# need a manual for toro s-620 snowblower



## JSW (Dec 29, 2006)

model # 38162 serial# 4035946. It has a Tecumseh AH-600 TYPE 1623 ENGINE.Any help would be great.


----------



## tommyj3 (Sep 16, 2006)

Go to: https://lookup2.toro.com/request/request.cfm

For engine manual go to: https:www.cpdonline.com/692508.pdf


----------



## JSW (Dec 29, 2006)

thank you


----------



## John_r (Feb 11, 2010)

hi ever one ..ok looking for a manual for a s-620 tora showblower.was told I could fine one here when i was looking in my search.


----------



## 30yearTech (Sep 14, 2006)

John_r said:


> hi ever one ..ok looking for a manual for a s-620 tora showblower.was told I could fine one here when i was looking in my search.


You can find links to manuals for engines, if your snow blower has a Tecumseh engine. The links are located in the helpful links thread in the 4-cycle section. You need to know the model number of your engine.

If you need a manual for the snow blower, then there is a good chance of finding one at the Toro website. You will need the model number for your snow blower it should be a 5 digit number located on a tag with the serial number. 

If you post your numbers on here, someone may be able to help locate them for you.

Best of Luck...


----------

________________________

Direction
In the snowblower manual thread, condense the paragraph that begins "If you need a manual for the snow blower" into one sentence that keeps its main facts.

Data listing
________________________

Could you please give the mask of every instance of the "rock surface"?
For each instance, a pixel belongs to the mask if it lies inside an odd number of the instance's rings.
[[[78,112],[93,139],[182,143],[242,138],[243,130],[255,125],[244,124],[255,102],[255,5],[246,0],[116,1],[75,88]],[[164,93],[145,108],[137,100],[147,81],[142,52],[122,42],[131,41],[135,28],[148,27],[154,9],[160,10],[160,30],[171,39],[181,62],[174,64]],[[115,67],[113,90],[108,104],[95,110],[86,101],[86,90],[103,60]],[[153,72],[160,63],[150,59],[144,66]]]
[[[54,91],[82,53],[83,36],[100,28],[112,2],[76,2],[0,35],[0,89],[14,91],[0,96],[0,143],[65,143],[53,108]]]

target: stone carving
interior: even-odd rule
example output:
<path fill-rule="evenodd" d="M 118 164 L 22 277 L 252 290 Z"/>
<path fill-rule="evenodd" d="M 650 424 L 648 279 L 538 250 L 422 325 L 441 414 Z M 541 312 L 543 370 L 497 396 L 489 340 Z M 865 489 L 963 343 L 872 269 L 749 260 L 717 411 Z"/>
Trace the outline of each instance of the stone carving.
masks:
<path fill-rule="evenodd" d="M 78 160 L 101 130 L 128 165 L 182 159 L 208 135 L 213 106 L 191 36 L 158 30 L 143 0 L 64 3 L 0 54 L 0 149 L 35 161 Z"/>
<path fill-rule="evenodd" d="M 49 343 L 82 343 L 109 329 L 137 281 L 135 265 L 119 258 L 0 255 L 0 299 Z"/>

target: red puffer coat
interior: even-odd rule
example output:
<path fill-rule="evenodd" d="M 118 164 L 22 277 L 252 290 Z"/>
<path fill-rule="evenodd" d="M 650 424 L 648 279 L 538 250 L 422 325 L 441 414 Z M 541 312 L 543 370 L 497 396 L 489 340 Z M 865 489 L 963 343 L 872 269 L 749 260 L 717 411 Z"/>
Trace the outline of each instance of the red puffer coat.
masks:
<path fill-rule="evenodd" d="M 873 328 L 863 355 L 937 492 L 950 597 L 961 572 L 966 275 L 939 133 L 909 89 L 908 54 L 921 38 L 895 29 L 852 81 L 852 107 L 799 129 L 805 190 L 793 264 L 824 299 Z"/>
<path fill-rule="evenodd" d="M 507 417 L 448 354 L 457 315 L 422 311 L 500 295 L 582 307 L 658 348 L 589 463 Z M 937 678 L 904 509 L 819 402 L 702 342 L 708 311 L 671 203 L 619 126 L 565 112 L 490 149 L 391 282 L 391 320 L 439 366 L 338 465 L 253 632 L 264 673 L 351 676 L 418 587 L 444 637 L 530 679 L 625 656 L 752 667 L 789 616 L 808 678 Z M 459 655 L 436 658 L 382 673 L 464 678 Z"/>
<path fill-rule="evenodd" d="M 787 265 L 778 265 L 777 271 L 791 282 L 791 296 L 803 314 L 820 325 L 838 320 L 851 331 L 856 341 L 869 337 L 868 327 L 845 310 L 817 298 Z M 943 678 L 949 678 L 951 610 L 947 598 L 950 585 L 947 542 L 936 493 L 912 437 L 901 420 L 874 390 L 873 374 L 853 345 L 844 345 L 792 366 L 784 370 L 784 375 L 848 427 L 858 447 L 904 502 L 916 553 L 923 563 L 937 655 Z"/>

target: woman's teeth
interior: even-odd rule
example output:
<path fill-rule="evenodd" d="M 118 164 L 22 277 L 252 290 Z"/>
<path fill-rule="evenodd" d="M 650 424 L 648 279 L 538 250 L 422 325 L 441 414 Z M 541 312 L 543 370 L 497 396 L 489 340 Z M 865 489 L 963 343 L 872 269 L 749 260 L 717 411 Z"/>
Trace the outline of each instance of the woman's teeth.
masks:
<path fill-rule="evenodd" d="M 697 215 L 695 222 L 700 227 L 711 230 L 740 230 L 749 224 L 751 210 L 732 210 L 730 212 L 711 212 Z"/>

________________________

Answer in full
The Toro website is a good bet for a snow blower manual, and finding one takes the machine's model number, which should be a five-digit number on the tag that also shows the serial number.